▶ _Challenge_:
Please filter the material below down to every line containing the string "blade". Matching is case-sensitive.

═════ Information provided

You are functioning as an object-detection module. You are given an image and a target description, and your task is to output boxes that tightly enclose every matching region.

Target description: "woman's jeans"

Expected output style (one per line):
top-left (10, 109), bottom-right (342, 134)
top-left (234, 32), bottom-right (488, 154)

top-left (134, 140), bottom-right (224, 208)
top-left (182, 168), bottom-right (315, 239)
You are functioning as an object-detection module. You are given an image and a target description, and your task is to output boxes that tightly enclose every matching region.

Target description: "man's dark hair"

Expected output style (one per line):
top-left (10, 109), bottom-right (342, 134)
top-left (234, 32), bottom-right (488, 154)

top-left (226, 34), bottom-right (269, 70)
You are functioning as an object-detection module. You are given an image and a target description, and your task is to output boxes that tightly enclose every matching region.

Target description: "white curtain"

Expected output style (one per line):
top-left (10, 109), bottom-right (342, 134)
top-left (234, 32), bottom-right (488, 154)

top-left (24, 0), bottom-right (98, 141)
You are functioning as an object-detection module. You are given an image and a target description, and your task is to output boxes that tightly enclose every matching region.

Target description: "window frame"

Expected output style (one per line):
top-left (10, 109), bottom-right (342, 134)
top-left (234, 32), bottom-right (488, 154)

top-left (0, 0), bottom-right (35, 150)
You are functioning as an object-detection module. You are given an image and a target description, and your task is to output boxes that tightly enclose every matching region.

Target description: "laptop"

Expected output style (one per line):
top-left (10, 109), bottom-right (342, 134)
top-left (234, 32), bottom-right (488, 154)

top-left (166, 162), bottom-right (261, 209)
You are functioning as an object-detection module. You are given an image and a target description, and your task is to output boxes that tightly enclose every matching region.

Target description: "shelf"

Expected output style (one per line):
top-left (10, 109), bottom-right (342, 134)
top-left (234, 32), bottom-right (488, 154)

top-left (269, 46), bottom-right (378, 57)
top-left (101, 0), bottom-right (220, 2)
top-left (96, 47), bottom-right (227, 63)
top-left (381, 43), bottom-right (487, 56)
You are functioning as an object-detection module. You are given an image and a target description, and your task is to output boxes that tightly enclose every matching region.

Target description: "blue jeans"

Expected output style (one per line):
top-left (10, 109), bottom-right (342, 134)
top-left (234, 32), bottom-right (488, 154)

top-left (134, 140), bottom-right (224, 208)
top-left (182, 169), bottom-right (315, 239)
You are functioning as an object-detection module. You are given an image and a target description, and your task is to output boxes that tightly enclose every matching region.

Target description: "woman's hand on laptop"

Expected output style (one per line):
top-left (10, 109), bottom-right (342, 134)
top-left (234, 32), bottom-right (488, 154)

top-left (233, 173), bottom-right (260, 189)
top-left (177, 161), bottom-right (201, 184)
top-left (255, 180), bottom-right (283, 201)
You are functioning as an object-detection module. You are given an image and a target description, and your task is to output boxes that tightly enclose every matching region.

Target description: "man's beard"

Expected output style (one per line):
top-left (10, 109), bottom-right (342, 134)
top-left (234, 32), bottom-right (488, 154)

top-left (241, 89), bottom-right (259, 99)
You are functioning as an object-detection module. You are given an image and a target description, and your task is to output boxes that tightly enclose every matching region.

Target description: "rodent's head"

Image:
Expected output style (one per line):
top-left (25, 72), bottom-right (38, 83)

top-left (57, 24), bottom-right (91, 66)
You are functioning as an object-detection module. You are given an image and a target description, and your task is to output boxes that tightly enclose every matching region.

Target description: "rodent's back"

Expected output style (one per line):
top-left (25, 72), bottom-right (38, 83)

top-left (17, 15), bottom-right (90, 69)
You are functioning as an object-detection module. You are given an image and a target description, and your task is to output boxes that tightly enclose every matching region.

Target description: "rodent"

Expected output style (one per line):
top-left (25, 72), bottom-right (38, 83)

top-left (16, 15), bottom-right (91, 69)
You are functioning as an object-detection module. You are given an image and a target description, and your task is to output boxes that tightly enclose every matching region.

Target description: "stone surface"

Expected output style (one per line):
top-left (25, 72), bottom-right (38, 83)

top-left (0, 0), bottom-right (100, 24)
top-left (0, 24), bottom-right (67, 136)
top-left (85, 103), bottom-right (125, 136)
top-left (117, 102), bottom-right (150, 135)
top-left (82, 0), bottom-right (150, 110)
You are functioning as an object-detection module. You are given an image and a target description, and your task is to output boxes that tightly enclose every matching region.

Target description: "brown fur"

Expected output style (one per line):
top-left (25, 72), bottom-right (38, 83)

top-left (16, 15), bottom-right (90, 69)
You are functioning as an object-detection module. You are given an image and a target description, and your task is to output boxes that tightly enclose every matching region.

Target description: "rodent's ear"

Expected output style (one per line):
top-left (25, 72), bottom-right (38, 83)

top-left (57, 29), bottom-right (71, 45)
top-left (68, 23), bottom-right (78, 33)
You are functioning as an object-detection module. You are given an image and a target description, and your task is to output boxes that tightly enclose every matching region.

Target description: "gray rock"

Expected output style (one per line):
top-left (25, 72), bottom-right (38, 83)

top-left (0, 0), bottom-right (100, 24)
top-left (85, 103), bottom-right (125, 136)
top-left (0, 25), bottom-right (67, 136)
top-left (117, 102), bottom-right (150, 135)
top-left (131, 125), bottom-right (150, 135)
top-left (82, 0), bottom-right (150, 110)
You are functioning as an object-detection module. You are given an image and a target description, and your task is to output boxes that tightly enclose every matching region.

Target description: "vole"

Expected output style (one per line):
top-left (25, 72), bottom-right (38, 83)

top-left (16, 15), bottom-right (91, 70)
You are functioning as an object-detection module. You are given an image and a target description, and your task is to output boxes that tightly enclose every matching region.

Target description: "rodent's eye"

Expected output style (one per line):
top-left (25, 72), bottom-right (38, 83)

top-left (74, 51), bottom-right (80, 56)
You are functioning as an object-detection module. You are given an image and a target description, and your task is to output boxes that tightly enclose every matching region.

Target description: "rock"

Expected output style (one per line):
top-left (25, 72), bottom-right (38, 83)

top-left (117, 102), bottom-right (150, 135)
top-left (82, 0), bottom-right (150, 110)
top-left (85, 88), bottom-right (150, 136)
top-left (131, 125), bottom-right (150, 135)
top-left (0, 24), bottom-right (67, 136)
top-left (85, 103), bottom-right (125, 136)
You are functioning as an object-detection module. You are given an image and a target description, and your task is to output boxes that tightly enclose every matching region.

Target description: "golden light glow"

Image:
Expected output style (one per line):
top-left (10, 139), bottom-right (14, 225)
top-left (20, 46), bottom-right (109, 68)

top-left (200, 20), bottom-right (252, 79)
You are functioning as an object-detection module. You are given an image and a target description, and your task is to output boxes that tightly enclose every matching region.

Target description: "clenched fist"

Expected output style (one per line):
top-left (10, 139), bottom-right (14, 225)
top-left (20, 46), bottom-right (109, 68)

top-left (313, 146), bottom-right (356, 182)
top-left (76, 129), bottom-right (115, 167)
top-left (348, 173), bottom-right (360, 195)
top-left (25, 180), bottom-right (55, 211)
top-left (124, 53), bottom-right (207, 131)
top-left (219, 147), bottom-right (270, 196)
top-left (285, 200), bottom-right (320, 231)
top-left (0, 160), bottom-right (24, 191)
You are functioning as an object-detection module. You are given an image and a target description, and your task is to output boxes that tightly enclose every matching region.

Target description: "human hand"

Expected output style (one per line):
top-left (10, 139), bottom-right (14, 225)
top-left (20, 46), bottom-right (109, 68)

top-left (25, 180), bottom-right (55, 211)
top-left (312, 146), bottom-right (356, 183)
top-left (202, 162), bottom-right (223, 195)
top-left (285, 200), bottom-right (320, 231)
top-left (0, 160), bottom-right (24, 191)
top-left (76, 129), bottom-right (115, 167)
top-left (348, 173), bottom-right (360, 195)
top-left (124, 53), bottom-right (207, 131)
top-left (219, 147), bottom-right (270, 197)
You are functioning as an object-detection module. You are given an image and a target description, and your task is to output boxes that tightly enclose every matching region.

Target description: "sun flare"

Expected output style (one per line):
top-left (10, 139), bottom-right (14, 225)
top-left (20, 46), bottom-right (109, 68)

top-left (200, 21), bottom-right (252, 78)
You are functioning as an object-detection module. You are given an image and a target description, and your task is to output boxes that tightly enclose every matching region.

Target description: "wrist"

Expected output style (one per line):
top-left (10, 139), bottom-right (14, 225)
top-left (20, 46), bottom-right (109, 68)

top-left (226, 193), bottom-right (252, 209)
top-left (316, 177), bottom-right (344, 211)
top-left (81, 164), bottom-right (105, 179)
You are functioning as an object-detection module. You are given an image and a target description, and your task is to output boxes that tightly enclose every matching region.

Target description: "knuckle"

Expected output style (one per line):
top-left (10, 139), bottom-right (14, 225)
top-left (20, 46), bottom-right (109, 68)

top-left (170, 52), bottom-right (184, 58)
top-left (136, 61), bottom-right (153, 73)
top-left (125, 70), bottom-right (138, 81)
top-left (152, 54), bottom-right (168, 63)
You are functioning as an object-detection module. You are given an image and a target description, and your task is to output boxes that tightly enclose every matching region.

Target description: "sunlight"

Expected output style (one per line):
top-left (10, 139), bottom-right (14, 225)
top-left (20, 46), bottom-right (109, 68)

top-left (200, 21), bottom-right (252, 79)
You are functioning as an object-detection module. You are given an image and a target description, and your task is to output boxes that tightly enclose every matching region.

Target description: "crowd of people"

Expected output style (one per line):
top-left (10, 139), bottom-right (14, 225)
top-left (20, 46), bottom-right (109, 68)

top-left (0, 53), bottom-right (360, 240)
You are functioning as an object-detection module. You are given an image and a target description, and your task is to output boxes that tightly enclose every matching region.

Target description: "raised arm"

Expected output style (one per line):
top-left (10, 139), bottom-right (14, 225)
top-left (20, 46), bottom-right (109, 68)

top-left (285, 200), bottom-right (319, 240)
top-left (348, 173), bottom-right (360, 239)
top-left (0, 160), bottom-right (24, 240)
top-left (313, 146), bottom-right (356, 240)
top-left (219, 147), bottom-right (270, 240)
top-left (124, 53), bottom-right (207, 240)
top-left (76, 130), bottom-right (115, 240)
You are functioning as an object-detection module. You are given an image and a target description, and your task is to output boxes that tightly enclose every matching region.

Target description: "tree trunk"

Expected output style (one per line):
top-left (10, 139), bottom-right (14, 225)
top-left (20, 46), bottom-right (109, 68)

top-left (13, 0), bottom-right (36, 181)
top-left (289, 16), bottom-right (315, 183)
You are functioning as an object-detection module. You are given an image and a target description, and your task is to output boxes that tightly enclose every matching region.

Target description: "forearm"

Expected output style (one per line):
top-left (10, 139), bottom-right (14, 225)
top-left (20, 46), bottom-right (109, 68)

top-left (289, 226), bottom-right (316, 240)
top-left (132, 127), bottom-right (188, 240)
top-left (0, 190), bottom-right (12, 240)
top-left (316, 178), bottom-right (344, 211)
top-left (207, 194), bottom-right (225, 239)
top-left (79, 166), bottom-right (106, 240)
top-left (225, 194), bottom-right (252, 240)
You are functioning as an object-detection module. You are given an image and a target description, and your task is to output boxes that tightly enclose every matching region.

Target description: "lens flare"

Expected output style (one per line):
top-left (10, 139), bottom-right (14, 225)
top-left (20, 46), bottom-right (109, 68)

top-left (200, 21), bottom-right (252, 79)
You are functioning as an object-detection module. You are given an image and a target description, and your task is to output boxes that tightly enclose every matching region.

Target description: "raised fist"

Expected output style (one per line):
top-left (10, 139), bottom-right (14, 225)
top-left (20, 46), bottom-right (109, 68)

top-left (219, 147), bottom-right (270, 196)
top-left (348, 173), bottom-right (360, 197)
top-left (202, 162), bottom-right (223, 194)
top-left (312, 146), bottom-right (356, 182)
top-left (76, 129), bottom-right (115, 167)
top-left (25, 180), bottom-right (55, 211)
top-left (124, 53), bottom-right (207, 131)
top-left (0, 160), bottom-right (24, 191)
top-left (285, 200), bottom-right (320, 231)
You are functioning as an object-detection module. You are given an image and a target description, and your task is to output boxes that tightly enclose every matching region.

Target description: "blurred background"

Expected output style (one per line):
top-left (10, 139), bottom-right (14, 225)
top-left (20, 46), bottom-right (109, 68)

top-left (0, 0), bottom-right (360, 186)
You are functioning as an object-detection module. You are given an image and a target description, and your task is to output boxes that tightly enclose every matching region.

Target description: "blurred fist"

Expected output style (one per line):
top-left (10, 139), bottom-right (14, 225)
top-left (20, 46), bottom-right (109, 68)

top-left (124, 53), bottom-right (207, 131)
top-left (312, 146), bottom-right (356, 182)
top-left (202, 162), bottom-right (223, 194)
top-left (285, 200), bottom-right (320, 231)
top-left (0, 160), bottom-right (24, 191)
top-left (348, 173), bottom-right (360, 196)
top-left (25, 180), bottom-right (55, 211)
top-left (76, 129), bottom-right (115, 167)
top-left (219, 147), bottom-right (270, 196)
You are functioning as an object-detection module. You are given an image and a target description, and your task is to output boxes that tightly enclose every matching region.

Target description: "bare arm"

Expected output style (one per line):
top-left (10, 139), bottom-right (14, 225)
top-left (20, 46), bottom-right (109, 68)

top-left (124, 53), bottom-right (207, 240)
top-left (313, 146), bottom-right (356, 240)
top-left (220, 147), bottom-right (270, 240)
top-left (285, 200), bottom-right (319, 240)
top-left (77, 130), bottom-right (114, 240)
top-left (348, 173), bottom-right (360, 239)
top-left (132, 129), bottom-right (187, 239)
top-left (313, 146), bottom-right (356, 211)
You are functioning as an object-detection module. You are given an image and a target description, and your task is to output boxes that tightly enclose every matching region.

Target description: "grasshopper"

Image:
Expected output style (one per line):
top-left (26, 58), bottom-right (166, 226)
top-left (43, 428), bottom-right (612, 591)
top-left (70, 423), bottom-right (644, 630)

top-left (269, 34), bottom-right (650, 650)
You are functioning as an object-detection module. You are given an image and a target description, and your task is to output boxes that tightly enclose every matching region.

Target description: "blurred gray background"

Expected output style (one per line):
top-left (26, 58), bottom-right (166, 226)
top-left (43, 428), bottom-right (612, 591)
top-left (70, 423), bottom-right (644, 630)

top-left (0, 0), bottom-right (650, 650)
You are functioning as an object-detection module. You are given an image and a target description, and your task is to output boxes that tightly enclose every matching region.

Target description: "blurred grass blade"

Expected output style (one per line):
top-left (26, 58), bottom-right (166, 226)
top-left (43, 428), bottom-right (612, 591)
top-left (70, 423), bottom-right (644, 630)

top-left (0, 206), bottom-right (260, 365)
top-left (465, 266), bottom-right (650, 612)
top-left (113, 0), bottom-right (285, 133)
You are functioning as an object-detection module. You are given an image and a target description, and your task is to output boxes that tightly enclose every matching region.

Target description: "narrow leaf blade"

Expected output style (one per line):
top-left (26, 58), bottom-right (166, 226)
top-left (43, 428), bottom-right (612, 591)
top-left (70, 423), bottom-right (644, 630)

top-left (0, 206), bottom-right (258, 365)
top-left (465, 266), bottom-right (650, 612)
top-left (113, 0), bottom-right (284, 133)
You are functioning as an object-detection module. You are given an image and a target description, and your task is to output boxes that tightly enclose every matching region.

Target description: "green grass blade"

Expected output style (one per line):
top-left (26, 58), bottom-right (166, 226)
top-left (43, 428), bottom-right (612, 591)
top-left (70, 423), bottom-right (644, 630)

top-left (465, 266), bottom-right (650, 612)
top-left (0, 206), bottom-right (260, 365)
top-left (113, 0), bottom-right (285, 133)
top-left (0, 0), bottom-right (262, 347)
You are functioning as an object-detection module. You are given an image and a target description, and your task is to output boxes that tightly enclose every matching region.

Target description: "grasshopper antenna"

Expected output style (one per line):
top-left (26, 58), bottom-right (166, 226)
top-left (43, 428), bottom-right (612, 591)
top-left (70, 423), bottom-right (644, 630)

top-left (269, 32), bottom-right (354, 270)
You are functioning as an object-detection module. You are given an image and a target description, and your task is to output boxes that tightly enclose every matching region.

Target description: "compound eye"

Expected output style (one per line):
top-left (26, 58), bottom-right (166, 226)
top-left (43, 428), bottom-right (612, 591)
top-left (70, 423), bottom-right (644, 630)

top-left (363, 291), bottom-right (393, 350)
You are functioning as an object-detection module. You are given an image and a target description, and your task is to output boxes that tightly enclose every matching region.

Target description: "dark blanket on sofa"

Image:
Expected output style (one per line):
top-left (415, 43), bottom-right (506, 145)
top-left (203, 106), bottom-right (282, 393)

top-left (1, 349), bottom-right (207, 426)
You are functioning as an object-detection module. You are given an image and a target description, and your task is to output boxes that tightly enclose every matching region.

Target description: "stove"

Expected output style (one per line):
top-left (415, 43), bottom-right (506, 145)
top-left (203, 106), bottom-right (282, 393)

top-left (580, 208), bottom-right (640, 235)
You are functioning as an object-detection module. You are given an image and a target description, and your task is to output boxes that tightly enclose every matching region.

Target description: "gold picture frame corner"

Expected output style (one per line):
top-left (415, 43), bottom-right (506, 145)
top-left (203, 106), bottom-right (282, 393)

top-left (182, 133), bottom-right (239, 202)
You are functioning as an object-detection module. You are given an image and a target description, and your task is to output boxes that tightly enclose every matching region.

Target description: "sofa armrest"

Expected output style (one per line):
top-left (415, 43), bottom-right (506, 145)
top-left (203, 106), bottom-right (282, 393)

══════════

▶ _Exercise result_:
Target description: "blurred grass blade"
Target description: "narrow leaf blade"
Target description: "green grass blade"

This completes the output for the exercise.